Problem to work on - Please copy out all the data. Every detail stays the same.

The data -
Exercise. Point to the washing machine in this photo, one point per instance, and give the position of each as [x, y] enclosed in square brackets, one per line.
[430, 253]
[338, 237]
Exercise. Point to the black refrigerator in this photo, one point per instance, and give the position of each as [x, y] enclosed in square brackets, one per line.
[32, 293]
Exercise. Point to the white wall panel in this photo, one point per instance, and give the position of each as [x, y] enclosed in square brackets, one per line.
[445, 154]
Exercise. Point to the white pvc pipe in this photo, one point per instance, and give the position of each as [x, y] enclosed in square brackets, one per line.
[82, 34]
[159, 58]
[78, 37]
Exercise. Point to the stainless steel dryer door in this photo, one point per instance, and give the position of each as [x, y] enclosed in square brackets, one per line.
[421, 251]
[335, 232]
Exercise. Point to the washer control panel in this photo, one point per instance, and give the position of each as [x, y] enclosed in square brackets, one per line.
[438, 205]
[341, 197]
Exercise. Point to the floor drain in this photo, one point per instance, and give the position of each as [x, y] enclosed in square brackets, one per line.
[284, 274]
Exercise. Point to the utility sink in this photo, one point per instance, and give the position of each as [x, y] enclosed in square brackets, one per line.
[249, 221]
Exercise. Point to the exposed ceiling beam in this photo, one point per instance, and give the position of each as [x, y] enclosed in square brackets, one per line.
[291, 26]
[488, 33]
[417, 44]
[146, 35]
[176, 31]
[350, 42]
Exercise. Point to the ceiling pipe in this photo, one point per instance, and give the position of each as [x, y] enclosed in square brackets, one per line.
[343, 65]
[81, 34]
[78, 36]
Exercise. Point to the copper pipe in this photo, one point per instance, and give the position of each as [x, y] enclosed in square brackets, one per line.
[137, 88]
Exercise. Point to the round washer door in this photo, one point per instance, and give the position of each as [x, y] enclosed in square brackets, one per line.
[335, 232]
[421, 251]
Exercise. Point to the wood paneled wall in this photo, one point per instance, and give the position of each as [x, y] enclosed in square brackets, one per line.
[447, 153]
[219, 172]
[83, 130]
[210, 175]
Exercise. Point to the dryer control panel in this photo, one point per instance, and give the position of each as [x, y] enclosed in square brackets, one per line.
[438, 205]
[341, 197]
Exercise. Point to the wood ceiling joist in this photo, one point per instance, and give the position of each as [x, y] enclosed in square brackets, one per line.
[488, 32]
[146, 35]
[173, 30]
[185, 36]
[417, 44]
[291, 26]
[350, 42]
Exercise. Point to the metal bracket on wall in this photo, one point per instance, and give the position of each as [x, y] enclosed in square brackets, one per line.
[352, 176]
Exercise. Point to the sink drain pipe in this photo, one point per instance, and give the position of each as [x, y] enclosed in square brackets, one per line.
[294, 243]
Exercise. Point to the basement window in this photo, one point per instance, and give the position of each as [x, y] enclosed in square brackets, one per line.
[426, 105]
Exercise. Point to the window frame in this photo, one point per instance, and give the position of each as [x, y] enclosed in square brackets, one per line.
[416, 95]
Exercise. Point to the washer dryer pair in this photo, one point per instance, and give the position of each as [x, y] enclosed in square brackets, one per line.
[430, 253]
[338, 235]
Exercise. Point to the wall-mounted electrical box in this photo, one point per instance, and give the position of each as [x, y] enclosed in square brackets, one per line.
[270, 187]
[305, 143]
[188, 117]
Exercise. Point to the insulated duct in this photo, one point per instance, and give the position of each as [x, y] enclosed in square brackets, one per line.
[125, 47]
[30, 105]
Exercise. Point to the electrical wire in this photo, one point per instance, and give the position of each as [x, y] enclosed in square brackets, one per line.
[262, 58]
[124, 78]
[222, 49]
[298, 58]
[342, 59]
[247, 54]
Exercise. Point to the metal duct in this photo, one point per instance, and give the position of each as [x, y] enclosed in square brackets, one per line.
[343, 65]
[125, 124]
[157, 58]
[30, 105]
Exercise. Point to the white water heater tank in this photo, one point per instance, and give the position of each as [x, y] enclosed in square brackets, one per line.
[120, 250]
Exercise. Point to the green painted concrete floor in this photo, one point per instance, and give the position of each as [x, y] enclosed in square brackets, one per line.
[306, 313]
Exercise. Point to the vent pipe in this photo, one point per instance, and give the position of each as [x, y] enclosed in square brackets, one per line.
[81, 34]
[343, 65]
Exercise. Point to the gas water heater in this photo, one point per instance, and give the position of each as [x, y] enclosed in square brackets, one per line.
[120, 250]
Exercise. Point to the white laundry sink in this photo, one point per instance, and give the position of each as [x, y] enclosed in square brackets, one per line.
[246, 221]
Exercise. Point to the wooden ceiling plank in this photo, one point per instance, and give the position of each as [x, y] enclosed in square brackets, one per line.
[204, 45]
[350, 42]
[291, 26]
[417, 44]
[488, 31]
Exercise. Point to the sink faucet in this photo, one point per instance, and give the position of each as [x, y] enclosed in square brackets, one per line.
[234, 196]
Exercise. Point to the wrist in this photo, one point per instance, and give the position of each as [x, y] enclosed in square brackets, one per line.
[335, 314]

Exercise output -
Exercise. Point to the washing machine in this photo, one point per instance, and give the position of each as [x, y] enclosed in square brackets, one per line.
[430, 253]
[338, 237]
Exercise. Point to the black refrigerator in this photo, one point per instance, and give the position of each as [x, y] enclosed in square brackets, one per line.
[32, 293]
Exercise. Point to the white wall panel in this photo, one point per instance, and give the position of each as [x, y] enclosed in square brackets, one per line.
[445, 154]
Exercise. Point to the white pvc pipe in this photo, one point per instance, and give the position of each as [x, y] enclosed in square brackets, one per line.
[82, 34]
[159, 58]
[78, 37]
Exercise. Point to the stainless steel dryer door in this photo, one point per instance, and give the position of each as [x, y] enclosed in square brackets, one per line.
[421, 251]
[335, 232]
Exercise. Point to the washer control panel in this photo, one point per instance, and give the position of each as [x, y] enclosed in square brackets, one per line.
[438, 205]
[341, 197]
Exercise. Point to the floor drain in this photo, one point per instance, and give the position of each as [x, y] enclosed in square brackets, one per line.
[284, 274]
Exercise. Point to the utility sink in this photo, one point per instance, and give the position of each as [x, y] enclosed in square brackets, one per line.
[249, 221]
Exercise. Point to the exposed ceiling beam in this photo, one point per instance, and give the position of each as [x, y] enclosed in square brackets, one per line.
[291, 26]
[488, 33]
[417, 44]
[146, 35]
[176, 31]
[350, 42]
Exercise. Point to the ceiling pipe in this photo, one point per instance, and give the position of each as [x, y] enclosed in square brackets, one per line.
[343, 65]
[81, 34]
[78, 36]
Exercise. Point to the copper pipe in this photo, one point per instance, and give the position of each as [x, y] enclosed in square brackets, one per line.
[137, 88]
Exercise. Point to the round washer door in this photo, one point per instance, and give the position of each as [x, y] enclosed in square brackets, one per line.
[335, 232]
[421, 251]
Exercise. Point to the wood paneled wall in this photo, one point per instance, and give the position of each as [x, y] enclosed in square brackets, one per line.
[447, 153]
[219, 172]
[83, 130]
[210, 175]
Exercise. Point to the dryer control panel in this photo, one point per instance, and give the position of each as [x, y] enclosed in square brackets, one per line.
[438, 205]
[341, 197]
Exercise. Point to the wood ceiling joist in this photo, one point per instance, and give the position of each as [x, y] enclosed in square brackets, one per line.
[488, 32]
[146, 35]
[173, 30]
[185, 36]
[417, 44]
[291, 26]
[350, 42]
Exercise. Point to the metal bracket on wall in this photo, one point per instance, and give the position of each as [x, y] enclosed in square brackets, one per line.
[352, 176]
Exercise. Point to the sink drain pipe in this photo, one point per instance, and give the position of each as [x, y] enclosed in square brackets, one per line.
[294, 243]
Exercise. Point to the basement window in this photo, one point per instance, and give the position of each as [x, y] enclosed in square brackets, one per line.
[426, 105]
Exercise. Point to the window frame in this photo, one point per instance, and give the position of each as [x, y] enclosed in square brackets, one per line.
[416, 95]
Exercise. Point to the washer dryer pair in this photo, one point per instance, and give the position of each as [x, y] enclosed in square brackets, one per line.
[430, 253]
[338, 235]
Exercise. Point to the wall-mounted electrical box in this photo, one point per instance, and give the position of each as [x, y] enclosed in square brackets, one per line.
[270, 187]
[305, 143]
[188, 117]
Exercise. Point to the insulated duct in this photo, one point per instance, and give the position of each as [x, y] enclosed in square brackets, one per line.
[125, 47]
[30, 105]
Exercise. Point to the electrical wire in this photo, one point per instance, and give the position of each as [x, y] enclosed in square brackets, one per line.
[262, 58]
[124, 78]
[222, 49]
[298, 58]
[342, 59]
[247, 54]
Exercise. Point to the metal duct in this photo, one point per instance, and give the position of each as [x, y] enclosed in square brackets, one per line.
[343, 65]
[125, 124]
[157, 58]
[30, 105]
Exercise. Point to the white water heater tank in this photo, one point per instance, and give the position of each as [x, y] enclosed in square brackets, one per line.
[120, 250]
Exercise. Point to the green painted concrete floor in this photo, one point per instance, and give the position of each as [x, y] enclosed in square brackets, one per line.
[306, 313]
Exercise. Point to the vent pipe in this photo, one point per instance, and give the position of each as [x, y] enclosed in square brackets, one per line.
[81, 34]
[343, 65]
Exercise. Point to the gas water heater in this photo, one point per instance, and give the position of each as [x, y] enclosed in square brackets, one per line.
[120, 250]
Exercise. Point to the white laundry sink in this photo, one point per instance, and give the position of each as [x, y] enclosed in square brackets, one per line.
[246, 221]
Exercise. Point to the wooden ceiling plank in this photo, one point per instance, and give the position of each as [x, y] enclosed in square brackets, one per line.
[204, 45]
[350, 42]
[291, 26]
[417, 44]
[488, 31]
Exercise. Point to the sink faucet in this photo, one point per instance, and give the position of each as [x, y] enclosed in square brackets, one per line.
[234, 196]
Exercise. Point to the wrist in this photo, one point per instance, and give the position of each as [x, y] enclosed in square brackets, one per line.
[335, 314]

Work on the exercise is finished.